▸ Work to complete
Please rewrite the part of the material that opens with the line containing "background, that would be wonderful." and runs through the end of the material, keeping the request lines and raising every coordinate in the answers by 134.

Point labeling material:
=====

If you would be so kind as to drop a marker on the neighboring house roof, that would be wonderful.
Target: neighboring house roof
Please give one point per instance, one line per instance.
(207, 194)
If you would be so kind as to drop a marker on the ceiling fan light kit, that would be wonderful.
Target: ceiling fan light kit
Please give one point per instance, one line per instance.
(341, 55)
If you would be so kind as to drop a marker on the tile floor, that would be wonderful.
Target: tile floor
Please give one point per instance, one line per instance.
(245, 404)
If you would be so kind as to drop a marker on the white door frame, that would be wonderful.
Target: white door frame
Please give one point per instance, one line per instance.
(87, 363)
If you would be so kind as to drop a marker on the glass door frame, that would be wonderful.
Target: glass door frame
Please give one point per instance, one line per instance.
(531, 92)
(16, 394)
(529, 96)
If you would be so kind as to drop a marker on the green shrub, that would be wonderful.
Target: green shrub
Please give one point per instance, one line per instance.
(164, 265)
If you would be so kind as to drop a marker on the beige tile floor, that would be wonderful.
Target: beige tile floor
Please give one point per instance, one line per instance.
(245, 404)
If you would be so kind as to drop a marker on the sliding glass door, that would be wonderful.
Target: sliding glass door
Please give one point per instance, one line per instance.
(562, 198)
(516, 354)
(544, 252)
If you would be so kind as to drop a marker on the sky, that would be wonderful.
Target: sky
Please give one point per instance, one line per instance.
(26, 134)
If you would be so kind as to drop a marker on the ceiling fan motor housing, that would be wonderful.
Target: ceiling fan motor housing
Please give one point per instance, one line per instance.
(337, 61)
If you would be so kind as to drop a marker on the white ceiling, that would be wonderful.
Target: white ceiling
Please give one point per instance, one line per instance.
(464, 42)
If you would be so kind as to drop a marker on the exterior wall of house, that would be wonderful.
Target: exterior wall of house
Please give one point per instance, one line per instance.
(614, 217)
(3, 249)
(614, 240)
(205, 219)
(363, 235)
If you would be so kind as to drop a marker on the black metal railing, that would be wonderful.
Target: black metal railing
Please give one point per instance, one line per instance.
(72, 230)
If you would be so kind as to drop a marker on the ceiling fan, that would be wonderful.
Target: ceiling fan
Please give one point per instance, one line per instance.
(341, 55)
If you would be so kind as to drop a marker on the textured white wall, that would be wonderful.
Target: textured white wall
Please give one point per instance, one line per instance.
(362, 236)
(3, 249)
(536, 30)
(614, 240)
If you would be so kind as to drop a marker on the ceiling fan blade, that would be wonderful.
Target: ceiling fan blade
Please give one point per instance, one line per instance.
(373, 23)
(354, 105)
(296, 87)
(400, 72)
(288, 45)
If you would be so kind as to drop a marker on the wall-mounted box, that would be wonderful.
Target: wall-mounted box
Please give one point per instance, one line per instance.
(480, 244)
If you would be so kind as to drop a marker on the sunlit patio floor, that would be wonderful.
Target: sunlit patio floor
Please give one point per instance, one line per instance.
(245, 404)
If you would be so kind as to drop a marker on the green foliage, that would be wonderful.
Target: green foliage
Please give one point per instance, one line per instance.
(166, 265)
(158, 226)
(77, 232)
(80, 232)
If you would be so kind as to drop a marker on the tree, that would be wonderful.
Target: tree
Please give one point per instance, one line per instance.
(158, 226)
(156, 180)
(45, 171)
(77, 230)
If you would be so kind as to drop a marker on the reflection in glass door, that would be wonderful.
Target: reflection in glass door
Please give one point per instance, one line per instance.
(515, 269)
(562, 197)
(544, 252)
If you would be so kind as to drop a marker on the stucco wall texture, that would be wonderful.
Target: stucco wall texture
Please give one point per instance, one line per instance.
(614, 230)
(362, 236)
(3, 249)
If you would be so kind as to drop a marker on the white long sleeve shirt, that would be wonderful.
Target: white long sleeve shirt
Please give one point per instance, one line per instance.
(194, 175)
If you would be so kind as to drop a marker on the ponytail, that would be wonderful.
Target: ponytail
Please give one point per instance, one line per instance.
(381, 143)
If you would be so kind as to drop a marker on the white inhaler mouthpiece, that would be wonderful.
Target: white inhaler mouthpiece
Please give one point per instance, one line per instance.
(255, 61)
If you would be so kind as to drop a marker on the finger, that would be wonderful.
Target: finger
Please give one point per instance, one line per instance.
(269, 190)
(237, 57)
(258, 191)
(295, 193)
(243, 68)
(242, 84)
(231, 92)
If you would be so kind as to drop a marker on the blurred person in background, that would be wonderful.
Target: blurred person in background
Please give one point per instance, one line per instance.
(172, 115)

=====

▸ Exercise output
If you would be so kind as to drop a marker on the blurred person in background, that would be wonderful.
Target: blurred person in background
Please give one point per instance, one line per instance.
(306, 249)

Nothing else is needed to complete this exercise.